= Written request =
Please format all the entries below as a numbered list, leaving out any blank lines.

::: Extracted information :::

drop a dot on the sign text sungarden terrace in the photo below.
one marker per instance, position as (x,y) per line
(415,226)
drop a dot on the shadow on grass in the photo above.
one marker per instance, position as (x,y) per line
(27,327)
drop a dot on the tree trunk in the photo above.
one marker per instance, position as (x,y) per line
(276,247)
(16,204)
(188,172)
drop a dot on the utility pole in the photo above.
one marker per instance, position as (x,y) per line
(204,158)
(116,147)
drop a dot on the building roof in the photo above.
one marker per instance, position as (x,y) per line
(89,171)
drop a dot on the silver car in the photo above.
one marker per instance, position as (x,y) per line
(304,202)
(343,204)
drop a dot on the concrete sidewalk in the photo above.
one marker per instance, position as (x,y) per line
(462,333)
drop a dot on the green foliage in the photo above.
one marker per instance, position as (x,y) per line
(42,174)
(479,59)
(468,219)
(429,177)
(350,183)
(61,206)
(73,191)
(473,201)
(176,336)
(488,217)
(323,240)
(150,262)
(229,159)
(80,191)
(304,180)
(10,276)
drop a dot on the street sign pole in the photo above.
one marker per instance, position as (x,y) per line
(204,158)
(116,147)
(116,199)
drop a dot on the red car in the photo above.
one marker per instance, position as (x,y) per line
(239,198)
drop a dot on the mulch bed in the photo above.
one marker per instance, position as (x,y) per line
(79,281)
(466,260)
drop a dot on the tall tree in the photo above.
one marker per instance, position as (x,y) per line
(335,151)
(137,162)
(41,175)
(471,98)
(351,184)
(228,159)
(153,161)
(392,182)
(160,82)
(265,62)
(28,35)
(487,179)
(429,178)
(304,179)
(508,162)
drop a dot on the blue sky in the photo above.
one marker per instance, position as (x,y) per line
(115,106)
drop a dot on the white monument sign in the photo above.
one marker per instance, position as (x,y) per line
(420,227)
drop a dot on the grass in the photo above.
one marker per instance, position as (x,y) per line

:::

= Task response =
1. drop a dot on the sign text sungarden terrace in the photo below.
2. one marker per instance, position as (x,y) per line
3. (415,226)
4. drop a dot on the shadow on grass in the photo above.
5. one marker per instance, position as (x,y) per line
6. (27,327)
7. drop a dot on the tree trunk in the photo above.
8. one marker per instance, position as (x,y) per line
9. (276,247)
10. (16,204)
11. (188,172)
12. drop a dot on the utility pole in the photo above.
13. one marker per instance, position as (x,y) per line
14. (204,158)
15. (116,147)
16. drop a dot on the building roof in the photo above.
17. one marker per instance, position as (x,y) per line
18. (89,171)
19. drop a dot on the silver car in the photo above.
20. one marker per instance, position as (x,y) per line
21. (304,202)
22. (343,204)
23. drop a dot on the concrete sidewalk in the photo above.
24. one marker per instance, position as (x,y) per line
25. (462,333)
26. drop a dot on the green foliage in the photo above.
27. one marker per instance, position as (x,y) per line
28. (42,174)
29. (479,59)
30. (468,219)
31. (429,177)
32. (350,183)
33. (61,206)
34. (73,191)
35. (473,201)
36. (176,336)
37. (488,217)
38. (323,240)
39. (150,262)
40. (229,159)
41. (80,191)
42. (304,180)
43. (10,276)
44. drop a dot on the street sign pole in the photo above.
45. one marker per instance, position as (x,y) per line
46. (204,158)
47. (116,147)
48. (116,199)
49. drop a dot on the red car in the photo above.
50. one marker per instance, position as (x,y) per line
51. (239,198)
52. drop a dot on the mulch bed in the photo above.
53. one marker per instance, position as (x,y) per line
54. (79,281)
55. (466,260)
56. drop a dot on the tall tree in the photo above.
57. one marker per instance, position as (x,y) per line
58. (335,151)
59. (137,162)
60. (41,175)
61. (471,98)
62. (351,184)
63. (228,159)
64. (153,161)
65. (392,182)
66. (160,82)
67. (265,62)
68. (28,35)
69. (487,179)
70. (429,178)
71. (304,179)
72. (508,162)
73. drop a dot on the blue sky in the photo above.
74. one marker per instance, position as (x,y) per line
75. (115,106)
76. drop a dot on the white monument sign in the photo above.
77. one marker per instance, position as (x,y) per line
78. (420,227)
79. drop a dot on the grass in the photo above.
80. one marker per instance, position as (x,y) per line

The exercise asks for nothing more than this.